-------- PÁGINA --------

Cartas à imprensa: Jornal
Brasil de Fato e o filme "Olga"
Esta carta foi enviado por
Luís Mergulhão ao Jornal Brasil de Fato em agosto de 2004
Caros Companheiros de Luta:
Permitam-me discordar profundamente
da análise do filme "Olga", publicada na última edição.
"Olga" é acusado de ser romântico, comercial e feito para
o grande público. Por sinal, muitos dos "limites" do filme são
confessados pelo próprio diretor, como apropriadamente apresenta
a matéria. Portanto, qualquer crítica que não leve
isso em consideração perde a densidade e é no mínimo
incoerente.
Evidente que o filme tem uma
forma de telenovela ou minisérie, propositalmente assim elaborado
para emocionar a platéia, mas isso serve para desqualificá-lo
totalmente? O que dizer, se esse raciocínio for seguido, sobre o
recente filme "Diários da Motocicleta"?

-------- MATERIAL FORNECIDO --------

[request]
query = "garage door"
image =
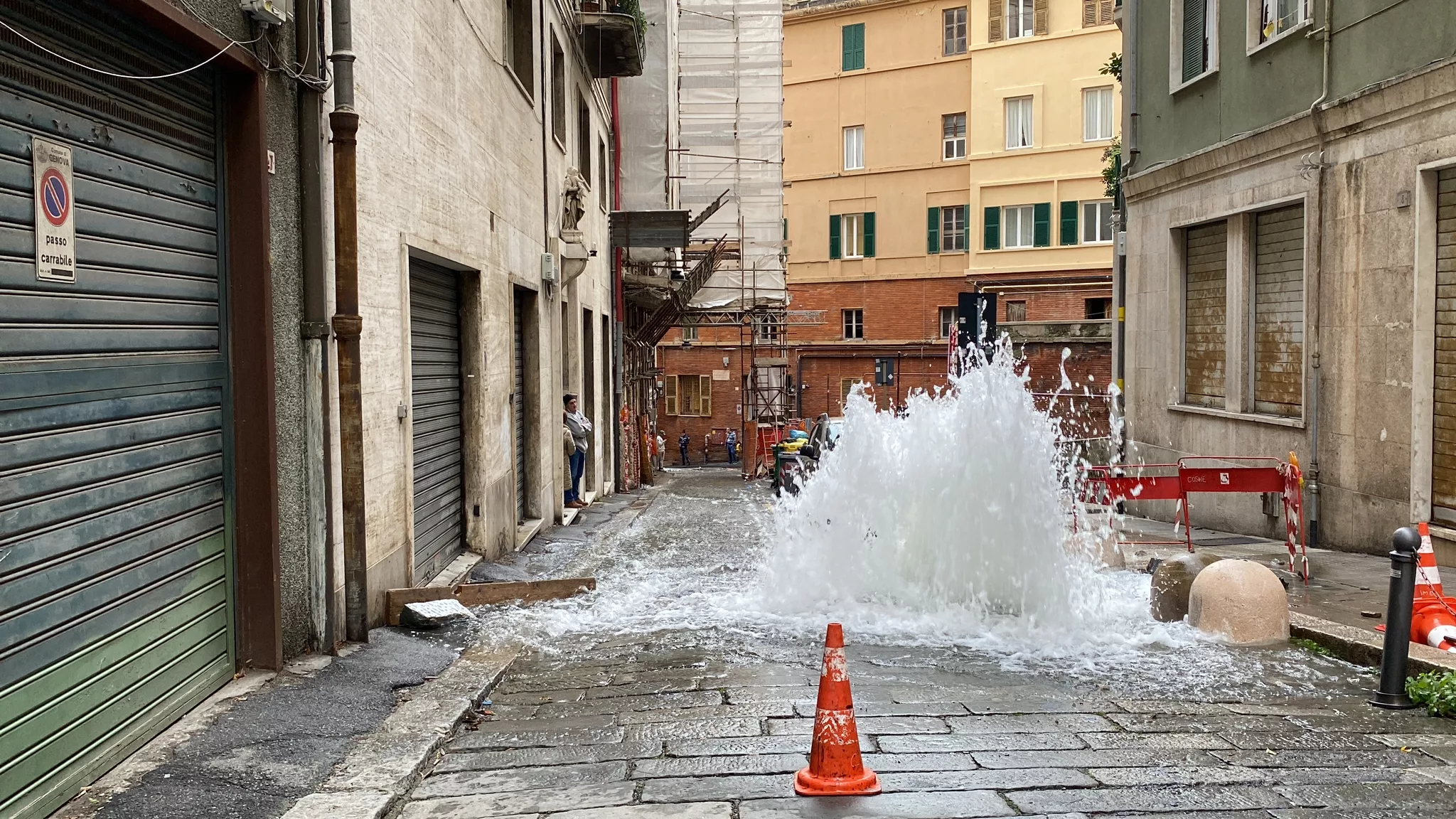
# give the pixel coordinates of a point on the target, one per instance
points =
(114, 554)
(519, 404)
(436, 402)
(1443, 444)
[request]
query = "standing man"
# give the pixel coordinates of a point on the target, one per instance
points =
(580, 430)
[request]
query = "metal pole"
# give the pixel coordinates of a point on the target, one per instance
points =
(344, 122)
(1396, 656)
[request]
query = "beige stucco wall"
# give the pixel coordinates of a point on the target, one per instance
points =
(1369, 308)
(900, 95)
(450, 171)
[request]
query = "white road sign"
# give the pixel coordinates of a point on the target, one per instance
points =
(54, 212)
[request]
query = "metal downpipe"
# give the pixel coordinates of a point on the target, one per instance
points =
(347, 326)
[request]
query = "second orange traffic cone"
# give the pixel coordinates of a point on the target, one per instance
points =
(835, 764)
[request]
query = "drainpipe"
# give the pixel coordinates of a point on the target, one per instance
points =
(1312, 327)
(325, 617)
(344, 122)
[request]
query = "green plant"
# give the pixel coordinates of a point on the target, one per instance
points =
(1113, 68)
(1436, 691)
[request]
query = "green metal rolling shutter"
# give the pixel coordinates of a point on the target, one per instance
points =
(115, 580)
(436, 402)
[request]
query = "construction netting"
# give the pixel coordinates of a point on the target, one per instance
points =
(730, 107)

--------

[SEU OBJETIVO] De acordo com a carta sobre o filme "Olga", a que jornal e em que mês e ano ela foi enviada?

[RESPOSTA COMPLETA] Ao Jornal Brasil de Fato, em agosto de 2004.